About this exercise: Using the records below, write out again exactly the lines that begin at the line containing "search: distant mountain" and end at the line containing "search: power line", and no other lines.

Entries taken from a collection:

***

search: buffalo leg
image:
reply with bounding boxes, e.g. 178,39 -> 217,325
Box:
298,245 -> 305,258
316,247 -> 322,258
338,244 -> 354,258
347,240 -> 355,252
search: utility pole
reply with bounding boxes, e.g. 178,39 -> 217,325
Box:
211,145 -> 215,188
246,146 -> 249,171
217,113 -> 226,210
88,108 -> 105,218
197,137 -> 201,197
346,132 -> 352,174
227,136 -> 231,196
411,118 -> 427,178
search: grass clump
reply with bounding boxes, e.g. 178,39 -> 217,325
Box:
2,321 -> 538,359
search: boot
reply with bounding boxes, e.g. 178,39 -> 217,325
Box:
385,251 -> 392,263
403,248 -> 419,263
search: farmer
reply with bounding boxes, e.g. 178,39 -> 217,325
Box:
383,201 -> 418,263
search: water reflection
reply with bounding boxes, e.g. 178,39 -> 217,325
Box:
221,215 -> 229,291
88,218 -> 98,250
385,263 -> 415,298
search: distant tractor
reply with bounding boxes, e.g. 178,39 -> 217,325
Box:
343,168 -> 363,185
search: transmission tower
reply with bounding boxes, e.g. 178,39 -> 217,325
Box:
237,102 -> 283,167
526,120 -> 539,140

***

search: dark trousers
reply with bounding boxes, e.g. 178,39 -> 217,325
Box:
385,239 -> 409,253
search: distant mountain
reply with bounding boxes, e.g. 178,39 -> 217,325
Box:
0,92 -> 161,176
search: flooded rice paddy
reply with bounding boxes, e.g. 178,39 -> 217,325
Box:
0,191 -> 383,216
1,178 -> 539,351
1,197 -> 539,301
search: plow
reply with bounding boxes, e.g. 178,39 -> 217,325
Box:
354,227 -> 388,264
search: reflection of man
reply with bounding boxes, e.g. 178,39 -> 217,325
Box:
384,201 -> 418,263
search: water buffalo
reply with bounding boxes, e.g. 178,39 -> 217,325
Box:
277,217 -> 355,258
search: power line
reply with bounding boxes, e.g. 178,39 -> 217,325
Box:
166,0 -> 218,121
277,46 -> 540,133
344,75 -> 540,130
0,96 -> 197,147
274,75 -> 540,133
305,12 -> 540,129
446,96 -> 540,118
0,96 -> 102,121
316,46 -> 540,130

***

Solution to this task:
search: distant mountain
reply with bounding boxes, e.g. 178,39 -> 217,325
Box:
0,92 -> 161,176
search: flooded rice paddy
reply with bounding boxes, e.g. 178,39 -> 217,325
Box:
0,191 -> 383,216
1,178 -> 539,351
1,197 -> 539,301
search: plow
reply with bounding boxes, e.g. 178,39 -> 217,325
Box:
354,227 -> 388,264
search: reflection of man
reply with bounding boxes, e.g. 178,39 -> 217,325
Box:
384,201 -> 418,263
search: water buffalo
reply with bounding boxes, e.g. 178,39 -> 217,325
Box:
277,217 -> 355,258
search: power line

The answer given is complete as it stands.